**** Page extract

A bright future: South Korea ranks among the top 10 beauty markets globally

April 4, 2017

As the world’s beauty and personal care industry descends upon London today for the 27th edition of in-cosmetics Global, the world’s leading exhibition for personal care ingredients, new research from Mintel shines a spotlight on South Korea’s beauty market, the beauty trends impacting the global beauty industry and the latest innovations in textures, ingredients and product experience.

Facial skincare accounts for 51% of the total South Korean beauty market

Mintel research reveals that South Korea is among the top 10 global beauty markets, estimated at just over US$13 billion in 2017. Facial skincare accounts for more than half (51%) of the total market share with $6.5 billion in retail sales and a projected 5.8% CAGR over the next five years to reach $7.2 billion by 2020. Much of the success of the facial skincare category is in part due to the abundance of new product development and the fact that more than two thirds (68%) of total skincare product launches in South Korea 2015-2016* were facial skincare products, according to Mintel Global New Products Database (GNPD).

Following facial skincare, colour cosmetics makes up the second largest beauty category in the South Korean market, valued at $2.3 billion in 2017. Mintel research indicates that the market is supported by an active and engaged consumer base with per capita spend on colour cosmetics in South Korea at $45** in 2017, compared to $43** in the UK and $37** in the US, and more than double the global average per capita spend of $21**. With a projected CAGR of 8.1% over the next five years, the market is estimated to reach $2.8 billion by 2020.

Jane Jang, Senior Beauty Analyst at Mintel, commented: “The Korean beauty market remains buoyant thanks to fast-paced innovations and highly engaged consumers who don’t hesitate to adopt novel products delivering new beauty experiences. The success of the market has been heavily driven by the boom of facial skincare, but is also highlighted by the impressive per capita spend on colour cosmetics which is more than double the global average.”

Jane discusses the South Korean beauty and personal care trends that are set to impact global beauty markets moving forward:


“Looking at facial skincare, 2017 will be the year of extreme segmentation. Products will become increasingly targeted and multi-functional, responding to the needs of knowledgeable and demanding consumers. South Korean Beauty routines can consist of up to 10 steps, and a common obsession for specific claims – especially moisturising, brightening, whitening and anti-ageing – means that most products combine multiple functions. The goal is to achieve the so-called ‘chok-chok’ skin, which is supposed to look bright, fair, plump, dewy and youthful.”

Expect to see hybrid concoctions, such as daily exfoliating moisturisers, anti-wrinkle whitening tone-up creams and lightweight nourishing oil serums, but also transformative textures, like powder-to-serum, oil-to-foam and water-to-cream. Overall, lines are blurring in every possible way to deliver new experiences and create continuous excitement around skincare.”

********
**** Dataset content

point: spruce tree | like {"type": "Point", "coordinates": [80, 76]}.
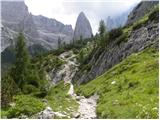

********

## Exercises
a) According to the article on South Korea's beauty market, why do most South Korean facial skincare products combine multiple functions?
b) Take the article on South Korea's beauty market further, continuing from its final sentence.

## Answers for each item
a) South Korean beauty routines can consist of up to 10 steps, and consumers share a common obsession with specific claims, especially moisturizing, brightening, whitening and anti-aging. The goal is "chok-chok" skin, meant to look bright, fair, plump, dewy and youthful.

b)
A strong focus on quality and safety supports a fascination for natural ingredients, in line with ‘hanbang’, the ancient Korean herbal medicine. Tradition is taken to the next level through scientific improvements, and 69% of facial skincare launches in 2016 featured herbal/botanical claims in South Korea, according to Mintel GNPD. Within the category, varieties of plants, flowers, herbs and superfoods are spreading. Jeju island represents a pristine source of natural ingredients, especially green tea, volcanic ash and thermal water. Other popular natural components include centella asiatica, to soothe sensitive skin and protect it from stress, fermented tea, packed with antioxidants, and black ingredients, from charcoal to black olives.”

The sheet mask craze does not seem to be slowing down. Moving beyond basic hydrating benefits, sheet masks and patches are now designed for each part of the body and every member of the family, babies included, to target every possible need and to be used on the most specific occasions. Some interesting examples include masks inspired by oriental acupressure massage techniques and injection treatments at clinics, featuring micro-needles and pressure points, and sauna-effect masks that lock in moisture while trapping body heat.”


“In 2017, South Korea’s make-up rituals focus greatly on lips and complexion and utilise products that embrace a diversity of shades and variety of contouring techniques. As such, the number of lip colour and face make-up product launches tend to be higher than the global average. According to Mintel GNPD, lip colour launches accounted for 30% of all colour cosmetics launches in South Korea in 2016, compared to a global average of 27%. This is followed by foundations and fluid illuminators, which accounted for 16% of colour cosmetics launches in South Korea.”

The boom of hybrid formats has spawned a variety of new lip products, like lip syrups, lip crayons, lip-quids and gel sticks. Lip tints are also widely diffused, but contrary to their potentially drying Western counterparts, South Korean products are lightweight and glossy, and often come as oils. K-Drama and K-Pop play a significant role in creating hype around lip products, leveraging product placements and celebrity endorsements as a powerful marketing tool.”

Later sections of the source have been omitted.